What this task involves: Go through the data below and return each line where the string "grape" appears.

Supplied data:
################
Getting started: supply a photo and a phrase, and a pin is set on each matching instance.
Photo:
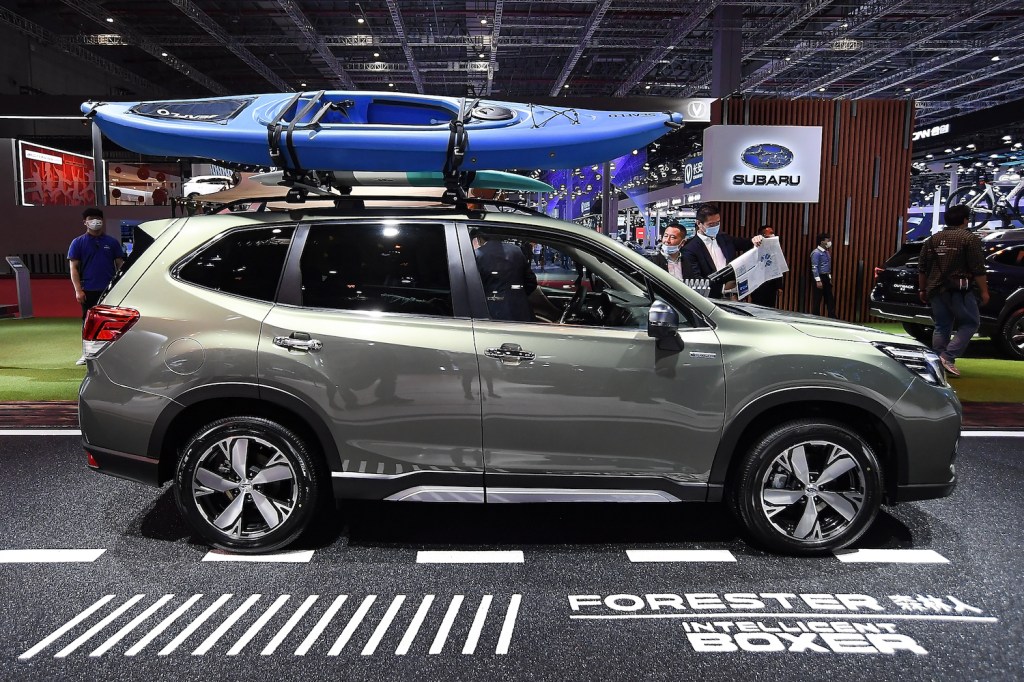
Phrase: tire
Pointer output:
################
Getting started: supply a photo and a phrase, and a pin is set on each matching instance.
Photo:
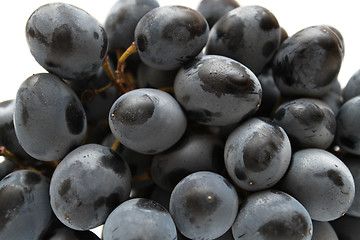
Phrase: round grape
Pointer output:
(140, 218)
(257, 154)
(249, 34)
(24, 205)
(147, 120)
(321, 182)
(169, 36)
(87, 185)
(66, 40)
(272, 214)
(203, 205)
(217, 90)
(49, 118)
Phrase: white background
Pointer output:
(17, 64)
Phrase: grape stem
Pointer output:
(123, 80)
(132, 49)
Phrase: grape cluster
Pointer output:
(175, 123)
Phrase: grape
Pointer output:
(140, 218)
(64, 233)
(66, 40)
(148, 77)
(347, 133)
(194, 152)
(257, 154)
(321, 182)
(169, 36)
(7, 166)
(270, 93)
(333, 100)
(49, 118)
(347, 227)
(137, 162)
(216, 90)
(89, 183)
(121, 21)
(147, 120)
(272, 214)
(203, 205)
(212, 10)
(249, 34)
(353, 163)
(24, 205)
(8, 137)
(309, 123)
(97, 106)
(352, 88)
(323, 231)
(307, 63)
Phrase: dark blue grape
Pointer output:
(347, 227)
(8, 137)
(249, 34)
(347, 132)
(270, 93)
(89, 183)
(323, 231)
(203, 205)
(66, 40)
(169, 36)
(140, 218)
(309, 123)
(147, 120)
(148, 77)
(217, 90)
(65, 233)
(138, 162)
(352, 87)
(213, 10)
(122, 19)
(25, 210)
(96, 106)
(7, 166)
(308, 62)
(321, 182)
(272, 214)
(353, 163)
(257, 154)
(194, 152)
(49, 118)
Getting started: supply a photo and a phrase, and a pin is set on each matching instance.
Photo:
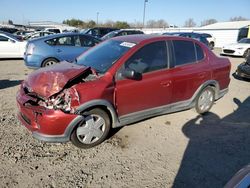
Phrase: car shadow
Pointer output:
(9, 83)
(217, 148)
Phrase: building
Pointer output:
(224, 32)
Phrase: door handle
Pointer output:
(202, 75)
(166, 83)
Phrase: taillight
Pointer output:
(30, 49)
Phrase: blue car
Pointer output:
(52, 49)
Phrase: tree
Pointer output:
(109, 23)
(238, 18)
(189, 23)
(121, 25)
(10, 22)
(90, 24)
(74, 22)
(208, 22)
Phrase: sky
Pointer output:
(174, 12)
################
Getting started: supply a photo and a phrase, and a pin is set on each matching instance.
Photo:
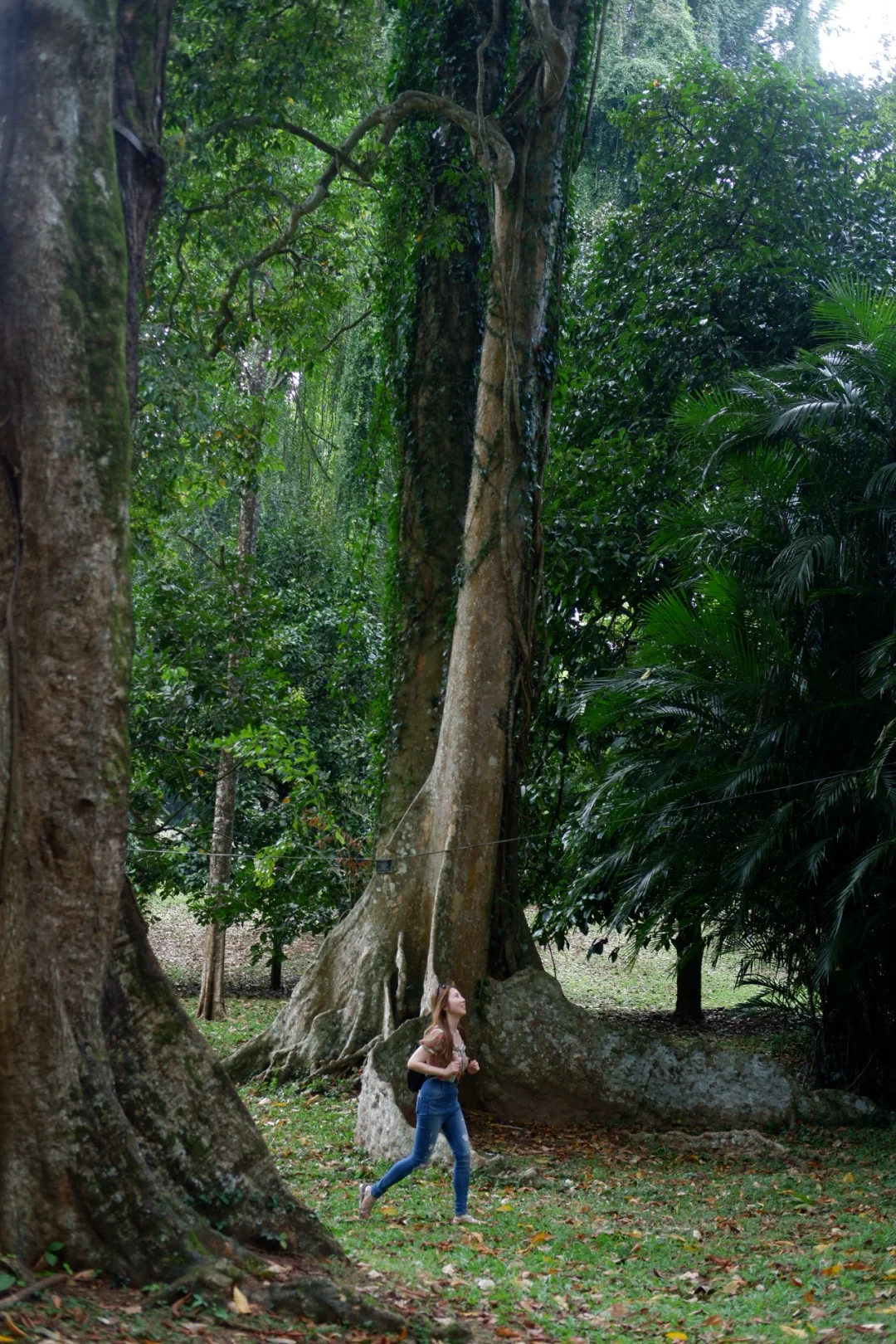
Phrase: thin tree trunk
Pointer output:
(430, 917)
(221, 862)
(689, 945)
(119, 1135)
################
Task response:
Phrase: round grape
Phrase: grape stem
Phrase: grape cluster
Phrase: grape
Phrase: dark blue grape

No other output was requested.